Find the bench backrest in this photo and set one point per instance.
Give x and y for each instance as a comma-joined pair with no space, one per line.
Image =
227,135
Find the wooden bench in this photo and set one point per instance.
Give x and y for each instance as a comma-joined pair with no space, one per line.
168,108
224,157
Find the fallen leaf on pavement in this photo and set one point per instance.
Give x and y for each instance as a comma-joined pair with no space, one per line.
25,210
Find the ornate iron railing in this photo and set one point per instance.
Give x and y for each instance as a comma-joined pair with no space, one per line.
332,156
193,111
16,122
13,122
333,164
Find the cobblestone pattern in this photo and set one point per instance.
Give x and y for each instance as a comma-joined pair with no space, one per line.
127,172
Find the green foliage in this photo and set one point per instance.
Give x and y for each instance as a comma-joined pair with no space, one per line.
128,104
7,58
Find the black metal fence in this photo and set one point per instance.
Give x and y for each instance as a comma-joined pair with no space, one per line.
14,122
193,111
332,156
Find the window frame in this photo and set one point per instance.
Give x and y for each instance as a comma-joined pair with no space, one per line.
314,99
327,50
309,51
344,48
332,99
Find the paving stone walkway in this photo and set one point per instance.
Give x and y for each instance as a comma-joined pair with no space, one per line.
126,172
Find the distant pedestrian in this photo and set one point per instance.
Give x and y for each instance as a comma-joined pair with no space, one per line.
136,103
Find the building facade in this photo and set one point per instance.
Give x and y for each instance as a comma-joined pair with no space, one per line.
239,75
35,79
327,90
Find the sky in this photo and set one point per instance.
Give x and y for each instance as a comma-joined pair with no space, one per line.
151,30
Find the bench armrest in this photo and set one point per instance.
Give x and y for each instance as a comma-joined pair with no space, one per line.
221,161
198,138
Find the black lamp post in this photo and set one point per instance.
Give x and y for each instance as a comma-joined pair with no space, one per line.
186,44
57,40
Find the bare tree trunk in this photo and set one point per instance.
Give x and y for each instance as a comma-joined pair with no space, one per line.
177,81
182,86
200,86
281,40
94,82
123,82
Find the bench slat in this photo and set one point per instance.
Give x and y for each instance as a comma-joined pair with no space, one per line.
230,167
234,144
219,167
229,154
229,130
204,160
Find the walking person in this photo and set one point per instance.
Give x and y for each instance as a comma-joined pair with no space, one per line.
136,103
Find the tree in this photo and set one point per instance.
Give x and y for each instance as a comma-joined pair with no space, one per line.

—————

Task statement -
Only the lines from the start of the material through the line bearing "Find the bench armrest" are needed, restated exactly, with both end lines included.

Exercise output -
Find the bench backrest in this photo and set one point per instance.
Give x and y for each instance as a comma-joined pair with no space, one per line.
Image =
227,135
Find the wooden bench in this photo and set one point per instance.
Give x and y for each instance as a comma-joined pair with no space, one per line.
168,108
224,157
Find the fallen leaf on pavement in this photo and set one point per instance.
Give x and y for each instance as a comma-joined pair with no space, one per line.
25,210
Find the ornate iron railing in this photo and set one point per instance.
Give x and y for each instance as a comma-joined pair with no space, one per line.
332,156
193,111
16,122
13,122
333,164
Find the cobblestone pattern in this photo and set one point per instance.
Give x and y for each instance as a comma-joined pair with no space, one per line.
127,172
Find the green foliage in this photo and set one point per instance.
Give x and y for each instance as a comma-joined pair with no space, one per line.
128,104
7,58
Find the black metal fence in this photo and set one point per instance.
Give x and y for each instance as a comma-joined pair with no space, one per line.
14,122
193,111
332,156
Find the window frame in this photo and set one point per instance.
Give x and y for each instance as a comma-joined pair with no space, one per line.
314,99
327,50
309,51
344,48
332,99
Find the paving stone walkway in this photo and set one point per instance.
Give x and y for each instance as a comma-joined pair with no space, one per line.
126,172
Find the distant pedestrian in this photo and set one point per instance.
Give x and y for each instance as a comma-joined pair with no space, one per line.
136,103
Find the building facade in this photo and set one point per instance.
Give x and y for each instance as a comma-joined pair with no space, one per line.
239,75
35,79
327,90
Find the sky in this photo and set one point per instance.
Give x and y for each instance as a comma-joined pair with no space, one per line.
151,30
Find the bench armrest in this photo and set one point per instance.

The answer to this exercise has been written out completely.